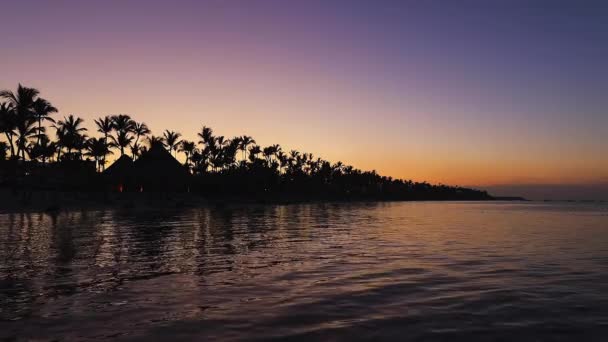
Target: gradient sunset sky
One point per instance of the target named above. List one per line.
(461, 92)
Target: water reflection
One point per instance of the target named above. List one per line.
(343, 270)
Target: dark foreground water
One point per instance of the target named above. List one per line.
(375, 271)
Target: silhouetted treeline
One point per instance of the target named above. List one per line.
(41, 150)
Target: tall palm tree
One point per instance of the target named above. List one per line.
(44, 149)
(123, 125)
(206, 135)
(122, 140)
(3, 149)
(188, 147)
(98, 149)
(42, 112)
(105, 126)
(154, 141)
(22, 103)
(141, 130)
(171, 140)
(70, 133)
(26, 129)
(22, 100)
(253, 153)
(245, 142)
(7, 125)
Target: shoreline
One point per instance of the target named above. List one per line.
(19, 201)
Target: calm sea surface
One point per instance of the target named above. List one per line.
(365, 271)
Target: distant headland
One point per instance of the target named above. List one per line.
(42, 155)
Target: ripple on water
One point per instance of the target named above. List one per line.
(363, 271)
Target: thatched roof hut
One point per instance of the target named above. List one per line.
(154, 170)
(118, 176)
(157, 170)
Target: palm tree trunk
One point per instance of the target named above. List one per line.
(9, 137)
(39, 130)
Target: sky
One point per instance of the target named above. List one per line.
(503, 95)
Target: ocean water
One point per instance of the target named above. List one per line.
(421, 271)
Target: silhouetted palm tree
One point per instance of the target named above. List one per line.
(70, 134)
(42, 111)
(141, 130)
(8, 125)
(105, 126)
(44, 149)
(154, 141)
(188, 147)
(3, 150)
(98, 149)
(123, 125)
(206, 135)
(171, 140)
(245, 142)
(22, 104)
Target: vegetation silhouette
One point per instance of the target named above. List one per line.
(214, 166)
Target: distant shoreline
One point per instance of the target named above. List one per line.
(16, 201)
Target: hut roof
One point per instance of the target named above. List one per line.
(158, 162)
(121, 167)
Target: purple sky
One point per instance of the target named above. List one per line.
(460, 92)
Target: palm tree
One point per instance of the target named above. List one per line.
(188, 147)
(206, 135)
(26, 129)
(7, 125)
(154, 140)
(253, 153)
(245, 142)
(42, 111)
(171, 140)
(98, 149)
(136, 150)
(70, 133)
(123, 125)
(122, 140)
(22, 104)
(105, 126)
(21, 101)
(141, 130)
(44, 149)
(3, 149)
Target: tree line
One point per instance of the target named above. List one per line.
(224, 164)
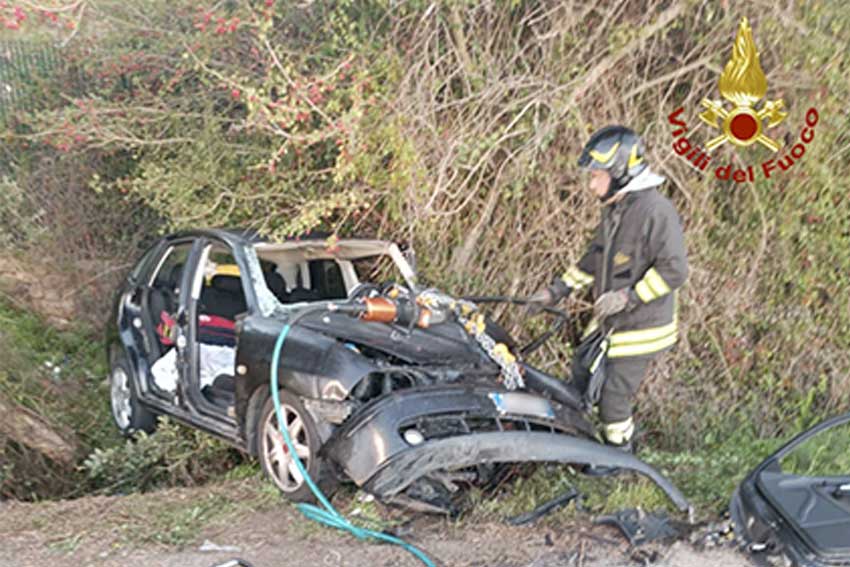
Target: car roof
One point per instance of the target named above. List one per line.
(243, 236)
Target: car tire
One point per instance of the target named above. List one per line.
(128, 414)
(274, 454)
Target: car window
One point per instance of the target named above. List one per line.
(171, 267)
(326, 279)
(222, 290)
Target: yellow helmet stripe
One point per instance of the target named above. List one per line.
^^^^^^^^^^^^^^^^
EXERCISE REQUIREMENTS: All of the material above needs to be restated exactly, with no pictures.

ANSWER TO THE EXERCISE:
Target: gradient sunset sky
One point per instance of the target named above. List one per line.
(461, 92)
Target: water reflection
One point per instance of the target named above. List one per line.
(343, 270)
Target: dark foreground water
One point per instance of the target named above. List one per line.
(375, 271)
Target: silhouetted treeline
One point per instance of the target named above. List one per line.
(41, 150)
Target: tall palm tree
One point per instance of the target named above. List one per line.
(44, 149)
(123, 125)
(206, 135)
(122, 140)
(3, 149)
(188, 147)
(98, 149)
(42, 112)
(105, 126)
(154, 141)
(22, 103)
(141, 130)
(171, 140)
(70, 133)
(26, 129)
(22, 100)
(253, 153)
(245, 142)
(7, 125)
Target: shoreline
One point per instance of the target named above. List one per line.
(19, 201)
Target: calm sea surface
One point per instance of the target named above. List one per line.
(365, 271)
Target: distant headland
One point per instance of the target named above. List one per line.
(42, 155)
Target: ripple on water
One point per instance of the target named above. List one per line.
(363, 271)
Target: thatched roof hut
One point per instance of the target named above. List one per line.
(154, 170)
(118, 176)
(157, 170)
Target: palm tree trunk
One point per instance of the target named above. List one per line.
(9, 137)
(39, 130)
Target: sky
One point per instance of the target named above. List one per line.
(503, 95)
Target: ocean water
One point per instance of the target named above. List one per line.
(421, 271)
Target: silhouetted palm tree
One point per instance of the target named above. List one per line.
(70, 134)
(42, 111)
(141, 130)
(8, 125)
(105, 126)
(44, 149)
(154, 141)
(188, 147)
(3, 150)
(98, 149)
(123, 125)
(206, 135)
(171, 140)
(245, 142)
(22, 104)
Target: vegetation silhouette
One point per instance of the target named above. List one per line.
(214, 166)
Target: distant shoreline
One point per instance of the target named above. List one per line.
(16, 201)
Target: hut roof
One point per instance of the target named above. List one per line.
(158, 162)
(121, 167)
Target: purple sky
One point per instance of the target named above. List one per line.
(460, 92)
Target: palm tree
One point per instance of the target named above. List one per line.
(188, 147)
(206, 135)
(26, 129)
(7, 125)
(154, 140)
(253, 153)
(245, 142)
(42, 111)
(171, 140)
(98, 149)
(136, 150)
(70, 133)
(123, 125)
(122, 140)
(22, 104)
(105, 126)
(21, 101)
(141, 130)
(44, 149)
(3, 149)
Target: tree line
One point per instance of the target named above. List one per line.
(224, 164)
Target: car roof
One point per instance of the target named above. List one per line.
(243, 236)
Target: car tire
One point per instance of the target named above. List one per line.
(128, 414)
(274, 454)
Target: car window
One point per instance of the target named above. List one per line.
(171, 267)
(326, 279)
(222, 290)
Target: yellow helmet stripe
One point per instance of the target named above. List one per line.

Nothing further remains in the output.